* **What the task asks**: Leaving out the pictures, please retype each record exactly.

** Begin Materials provided **

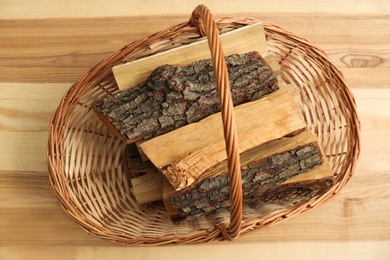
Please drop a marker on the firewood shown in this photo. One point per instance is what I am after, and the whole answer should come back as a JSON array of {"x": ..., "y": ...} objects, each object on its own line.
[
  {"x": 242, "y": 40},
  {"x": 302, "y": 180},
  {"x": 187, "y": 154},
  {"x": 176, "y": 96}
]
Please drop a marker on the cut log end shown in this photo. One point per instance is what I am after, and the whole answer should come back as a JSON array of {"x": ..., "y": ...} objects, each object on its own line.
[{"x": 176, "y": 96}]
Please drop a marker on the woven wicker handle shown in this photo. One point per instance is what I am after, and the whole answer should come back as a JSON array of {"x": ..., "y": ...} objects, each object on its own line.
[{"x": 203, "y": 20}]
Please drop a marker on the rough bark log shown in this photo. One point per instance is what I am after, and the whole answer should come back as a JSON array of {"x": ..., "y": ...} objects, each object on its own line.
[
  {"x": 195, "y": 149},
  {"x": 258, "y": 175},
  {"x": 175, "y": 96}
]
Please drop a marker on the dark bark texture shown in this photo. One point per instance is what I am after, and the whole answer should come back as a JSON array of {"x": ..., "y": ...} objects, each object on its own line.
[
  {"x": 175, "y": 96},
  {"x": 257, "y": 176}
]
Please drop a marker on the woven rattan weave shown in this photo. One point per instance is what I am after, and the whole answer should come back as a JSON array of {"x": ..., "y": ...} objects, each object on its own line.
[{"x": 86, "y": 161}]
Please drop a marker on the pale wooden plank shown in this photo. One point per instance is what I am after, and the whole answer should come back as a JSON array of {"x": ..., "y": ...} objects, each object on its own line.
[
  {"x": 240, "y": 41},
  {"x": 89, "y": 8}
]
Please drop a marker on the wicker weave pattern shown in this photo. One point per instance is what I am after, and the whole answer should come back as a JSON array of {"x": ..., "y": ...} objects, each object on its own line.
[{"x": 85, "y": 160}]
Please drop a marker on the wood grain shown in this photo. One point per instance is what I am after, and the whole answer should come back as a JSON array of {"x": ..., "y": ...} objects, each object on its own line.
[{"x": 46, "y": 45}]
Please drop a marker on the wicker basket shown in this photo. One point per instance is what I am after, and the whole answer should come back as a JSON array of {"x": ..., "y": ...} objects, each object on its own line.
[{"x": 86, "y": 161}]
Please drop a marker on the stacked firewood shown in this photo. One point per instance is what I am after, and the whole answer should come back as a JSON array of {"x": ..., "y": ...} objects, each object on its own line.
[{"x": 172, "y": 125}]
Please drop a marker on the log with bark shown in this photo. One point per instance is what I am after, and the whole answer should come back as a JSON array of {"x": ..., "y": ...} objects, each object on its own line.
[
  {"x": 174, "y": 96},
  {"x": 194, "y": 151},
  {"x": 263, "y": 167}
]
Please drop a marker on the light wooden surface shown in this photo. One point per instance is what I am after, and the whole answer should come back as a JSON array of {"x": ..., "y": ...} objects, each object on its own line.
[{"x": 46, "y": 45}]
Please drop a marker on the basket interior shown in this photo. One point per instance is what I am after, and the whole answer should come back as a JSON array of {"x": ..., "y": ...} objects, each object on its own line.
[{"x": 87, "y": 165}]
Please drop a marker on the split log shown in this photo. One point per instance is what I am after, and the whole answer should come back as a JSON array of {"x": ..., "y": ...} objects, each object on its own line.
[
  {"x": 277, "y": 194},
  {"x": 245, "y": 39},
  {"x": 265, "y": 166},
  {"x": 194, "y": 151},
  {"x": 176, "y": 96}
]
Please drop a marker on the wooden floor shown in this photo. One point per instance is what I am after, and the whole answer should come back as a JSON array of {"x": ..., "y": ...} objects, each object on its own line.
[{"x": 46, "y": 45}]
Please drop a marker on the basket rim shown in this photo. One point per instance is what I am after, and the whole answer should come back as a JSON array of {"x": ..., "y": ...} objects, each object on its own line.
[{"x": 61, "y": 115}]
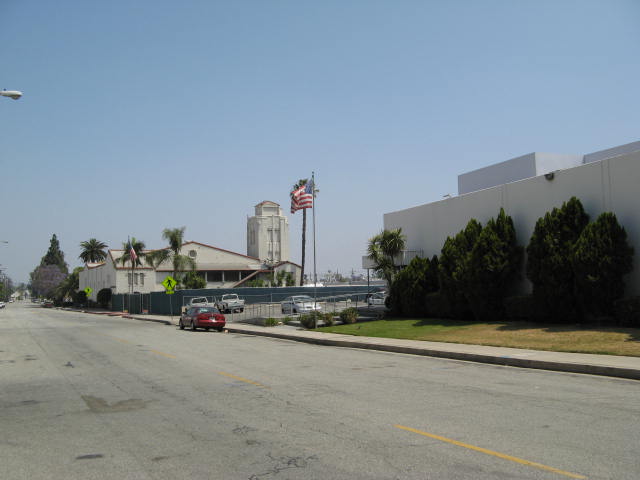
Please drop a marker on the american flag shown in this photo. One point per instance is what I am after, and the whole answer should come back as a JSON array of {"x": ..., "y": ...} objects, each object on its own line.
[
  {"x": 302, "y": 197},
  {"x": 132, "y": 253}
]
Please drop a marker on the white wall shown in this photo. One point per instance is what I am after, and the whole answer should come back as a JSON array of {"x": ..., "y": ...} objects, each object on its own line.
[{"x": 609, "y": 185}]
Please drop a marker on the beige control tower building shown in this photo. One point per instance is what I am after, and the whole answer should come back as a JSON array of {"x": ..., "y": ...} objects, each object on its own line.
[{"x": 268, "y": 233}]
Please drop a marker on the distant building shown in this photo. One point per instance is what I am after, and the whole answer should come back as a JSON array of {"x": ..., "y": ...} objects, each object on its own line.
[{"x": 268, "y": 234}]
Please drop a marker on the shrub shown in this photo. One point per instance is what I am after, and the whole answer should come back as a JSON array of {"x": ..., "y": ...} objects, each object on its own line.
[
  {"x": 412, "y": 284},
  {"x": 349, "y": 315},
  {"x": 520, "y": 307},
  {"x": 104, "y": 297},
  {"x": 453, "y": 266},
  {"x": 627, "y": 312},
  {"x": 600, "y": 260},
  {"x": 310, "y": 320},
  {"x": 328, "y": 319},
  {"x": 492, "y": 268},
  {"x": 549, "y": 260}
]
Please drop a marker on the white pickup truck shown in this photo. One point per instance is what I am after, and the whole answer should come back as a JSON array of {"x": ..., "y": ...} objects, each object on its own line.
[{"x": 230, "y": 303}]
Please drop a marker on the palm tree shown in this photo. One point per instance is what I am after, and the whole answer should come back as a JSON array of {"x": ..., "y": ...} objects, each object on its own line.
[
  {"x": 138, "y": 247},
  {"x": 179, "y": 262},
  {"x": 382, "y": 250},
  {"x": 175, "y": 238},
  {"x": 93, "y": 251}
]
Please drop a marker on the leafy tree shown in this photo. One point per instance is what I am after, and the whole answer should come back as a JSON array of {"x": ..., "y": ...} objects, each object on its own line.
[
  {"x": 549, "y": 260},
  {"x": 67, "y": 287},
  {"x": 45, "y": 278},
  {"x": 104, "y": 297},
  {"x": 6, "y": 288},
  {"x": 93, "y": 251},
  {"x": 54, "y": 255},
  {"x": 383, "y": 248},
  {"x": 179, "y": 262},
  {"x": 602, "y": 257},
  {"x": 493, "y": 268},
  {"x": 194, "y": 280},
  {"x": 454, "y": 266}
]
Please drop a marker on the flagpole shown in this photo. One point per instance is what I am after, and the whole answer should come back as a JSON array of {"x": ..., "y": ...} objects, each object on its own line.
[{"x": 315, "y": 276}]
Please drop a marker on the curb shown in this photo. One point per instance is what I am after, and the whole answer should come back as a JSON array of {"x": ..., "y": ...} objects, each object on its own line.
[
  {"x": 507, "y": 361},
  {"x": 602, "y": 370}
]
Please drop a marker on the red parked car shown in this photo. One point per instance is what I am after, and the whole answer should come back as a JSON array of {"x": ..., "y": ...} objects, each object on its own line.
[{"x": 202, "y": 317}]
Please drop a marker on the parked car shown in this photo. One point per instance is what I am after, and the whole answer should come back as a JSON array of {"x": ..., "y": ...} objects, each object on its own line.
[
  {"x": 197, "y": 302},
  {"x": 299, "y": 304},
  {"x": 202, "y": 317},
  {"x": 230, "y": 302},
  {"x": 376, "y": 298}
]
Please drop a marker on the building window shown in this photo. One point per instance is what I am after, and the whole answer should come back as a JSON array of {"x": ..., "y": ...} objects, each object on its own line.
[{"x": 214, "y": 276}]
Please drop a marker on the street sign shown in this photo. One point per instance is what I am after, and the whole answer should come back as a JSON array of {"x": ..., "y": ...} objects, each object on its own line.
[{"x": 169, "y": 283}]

** End Materials provided **

* **Answer below**:
Please drop a marker on the firewood shown in this photo. One point per instance is what I am after, and the whole answer should come back as a JSON array of {"x": ..., "y": ...} objects, each object on its own line.
[
  {"x": 242, "y": 40},
  {"x": 302, "y": 180},
  {"x": 187, "y": 154},
  {"x": 176, "y": 96}
]
Please drop a marker on the cut log end shown in this photo. One point per instance is what I am after, and the whole answer should come back as a JSON array of {"x": ..., "y": ...} objects, each object on its own line.
[{"x": 176, "y": 96}]
Please drop a marker on the woven wicker handle shown in this photo. One point per instance is what I am after, and the whole answer should come back as a JSON array of {"x": ..., "y": ...} objects, each object on its own line.
[{"x": 203, "y": 20}]
Please drop a marker on the rough bark log shown in this photo. One point per instance is what I am after, and the whole answer should come back as a JSON array of {"x": ..., "y": ...} objects, each object on its own line.
[
  {"x": 195, "y": 149},
  {"x": 258, "y": 175},
  {"x": 175, "y": 96}
]
Please drop a marker on the dark bark texture shown in this photo. One point per instance is what I am after, and the whole answer should come back as a JSON array of {"x": ..., "y": ...} objects, each object on its own line.
[
  {"x": 175, "y": 96},
  {"x": 257, "y": 176}
]
Please drop a marker on the woven rattan weave shown in this photo. One point per instance is what I am after, and the whole answer should come back as a JSON array of {"x": ..., "y": ...} objects, each object on its own line.
[{"x": 86, "y": 161}]
Please drop a marker on the pale wooden plank shown in this photo. One point per instance is what I am after, and the whole answer should come back as a JSON array of {"x": ..., "y": ...} objects, each object on its own line.
[
  {"x": 240, "y": 41},
  {"x": 89, "y": 8}
]
Please drop a marker on the wicker weave pattern shown in this photo. One point per instance is what I am after, and the whole answer should come back as a JSON array of {"x": ..., "y": ...} objects, each object on its own line.
[{"x": 85, "y": 160}]
Please drop a marker on the wood grain shown in this photo. One point per instance is what I am after, and the whole answer should come back as a JSON array of {"x": ..., "y": ...} objects, each object on its own line.
[{"x": 46, "y": 45}]
Please drop a marker on the wicker basket shown in this photo. One point per instance is what I am after, and the whole answer should come back as a JSON array of {"x": ..., "y": ...} objects, each object on its own line.
[{"x": 86, "y": 161}]
Please drop a marker on the stacked firewood shown in this photo. One point per instance is what I am after, and the whole answer should come back as a JSON array of {"x": ..., "y": ...} objects, each object on its own line.
[{"x": 172, "y": 125}]
Please drop a marker on the log with bark shown in this photo. One point per instance is what I am after, and the whole answer should come back as a JSON array of {"x": ..., "y": ...} objects, each object on its own line.
[
  {"x": 174, "y": 96},
  {"x": 194, "y": 151},
  {"x": 263, "y": 167}
]
Please drop a marker on the light wooden surface shown in this photo. One point per instance is what I am after, and the whole answer should come back as a JSON array of {"x": ..., "y": ...} objects, each object on its own line.
[{"x": 46, "y": 45}]
Please drop a marker on the basket interior shown in this photo. One point per instance is what I am after, and the whole answer should come back as a JSON array of {"x": ..., "y": ...} objects, each object on its own line.
[{"x": 87, "y": 165}]
Please drop a marker on the split log shown in this photo. One point per instance is what I am after, and the whole answer should come back as a JSON array of {"x": ..., "y": ...} objects, each object on its own line.
[
  {"x": 277, "y": 194},
  {"x": 245, "y": 39},
  {"x": 265, "y": 166},
  {"x": 194, "y": 151},
  {"x": 176, "y": 96}
]
Please drop a marker on the wooden floor shown in this photo. One point per instance is what I am after, and the whole answer should come back as a JSON array of {"x": ..., "y": ...} objects, each object on its own line.
[{"x": 46, "y": 45}]
Please drop a marker on the basket rim shown in this photo. One point per instance is what I am after, and the whole answer should come back as a JSON array of {"x": ..., "y": ...} objects, each object on its own line.
[{"x": 61, "y": 115}]
Please drop a marker on the american flag shown in this photo. One point per instance is what I am after, and the whole answer should come back as a JSON array of {"x": ..., "y": ...} objects, each object on its own line.
[
  {"x": 302, "y": 197},
  {"x": 132, "y": 253}
]
Please drop a marker on the white wall shown in this photo. One point per instance is what I am after, and the whole answer should come back as a JSON array of {"x": ..., "y": ...} objects, each object on its own line.
[{"x": 609, "y": 185}]
Please drop a marker on the beige control tower building shown in this photo. One point per instance is what I am after, and the whole answer should come back as a JSON array of {"x": ..., "y": ...} objects, each object on its own line.
[{"x": 268, "y": 233}]
Please drop a marker on the distant building shown in this photo. One point per instance is what I am after, and the whole answer should come back as a JSON array of {"x": ..., "y": ...} objects, each object on its own line.
[{"x": 268, "y": 234}]
Please drop a marker on the shrub shown in this photo. One point per instance is what I am after, and the whole answer should come back as a JSON array of {"x": ..., "y": ...} objects, each object on its own line.
[
  {"x": 412, "y": 284},
  {"x": 349, "y": 315},
  {"x": 520, "y": 307},
  {"x": 104, "y": 297},
  {"x": 453, "y": 266},
  {"x": 627, "y": 312},
  {"x": 600, "y": 260},
  {"x": 310, "y": 320},
  {"x": 328, "y": 319},
  {"x": 492, "y": 268},
  {"x": 549, "y": 260}
]
Please drop a marker on the white pickup truck shown in this photo. One point per instance is what I am after, and the whole answer should come back as a JSON array of {"x": ..., "y": ...} objects, each object on its own line.
[{"x": 230, "y": 303}]
Please drop a marker on the palm tree shown in this photo. One point per instance is what I am after, and the whole answer should come back as a JSON array of {"x": ..., "y": ...} objects, each object on its own line.
[
  {"x": 138, "y": 247},
  {"x": 179, "y": 262},
  {"x": 382, "y": 250},
  {"x": 175, "y": 238},
  {"x": 93, "y": 251}
]
Please drop a marker on the leafy tree shown in this photo. One point per instance is what I am after, and the whole answer should come back as a JSON array of {"x": ..., "y": ...} objects, each object on its own line.
[
  {"x": 549, "y": 260},
  {"x": 67, "y": 287},
  {"x": 45, "y": 278},
  {"x": 104, "y": 297},
  {"x": 6, "y": 288},
  {"x": 93, "y": 251},
  {"x": 54, "y": 255},
  {"x": 383, "y": 248},
  {"x": 179, "y": 262},
  {"x": 602, "y": 257},
  {"x": 493, "y": 268},
  {"x": 194, "y": 280},
  {"x": 454, "y": 266}
]
Please drop a marker on the flagpole shown in this photo. One point per instance is what I am after, and the whole answer should come back as a JSON array of {"x": ..., "y": ...} objects, each object on its own line.
[{"x": 315, "y": 276}]
Please drop a marker on the curb shown in this photo. One point per instance is what I am after, and the whole answer should come back as a JSON array of {"x": ..., "y": ...} objects, each object on its own line.
[
  {"x": 507, "y": 361},
  {"x": 602, "y": 370}
]
Please drop a marker on the red parked car shown in this photo. One point per instance is what I am after, and the whole answer should come back as a JSON array of {"x": ..., "y": ...} objects, each object on its own line.
[{"x": 202, "y": 317}]
Please drop a marker on the parked car shown in this photo. One point per instance is what I am after, and the whole answer should come back as a JSON array of {"x": ..., "y": ...} objects, each object on its own line.
[
  {"x": 197, "y": 302},
  {"x": 299, "y": 304},
  {"x": 202, "y": 317},
  {"x": 230, "y": 302},
  {"x": 376, "y": 298}
]
Please drop a marker on the building window shown in this photo. One point per instance is what I am after, and the whole answer should come back as a JSON array of {"x": ..., "y": ...} objects, each object on its own line.
[{"x": 214, "y": 276}]
Please drop a marker on the street sign shown in this photo. One point per instance is what I am after, and the whole answer should come back as a JSON array of {"x": ..., "y": ...} objects, each object on its own line.
[{"x": 169, "y": 283}]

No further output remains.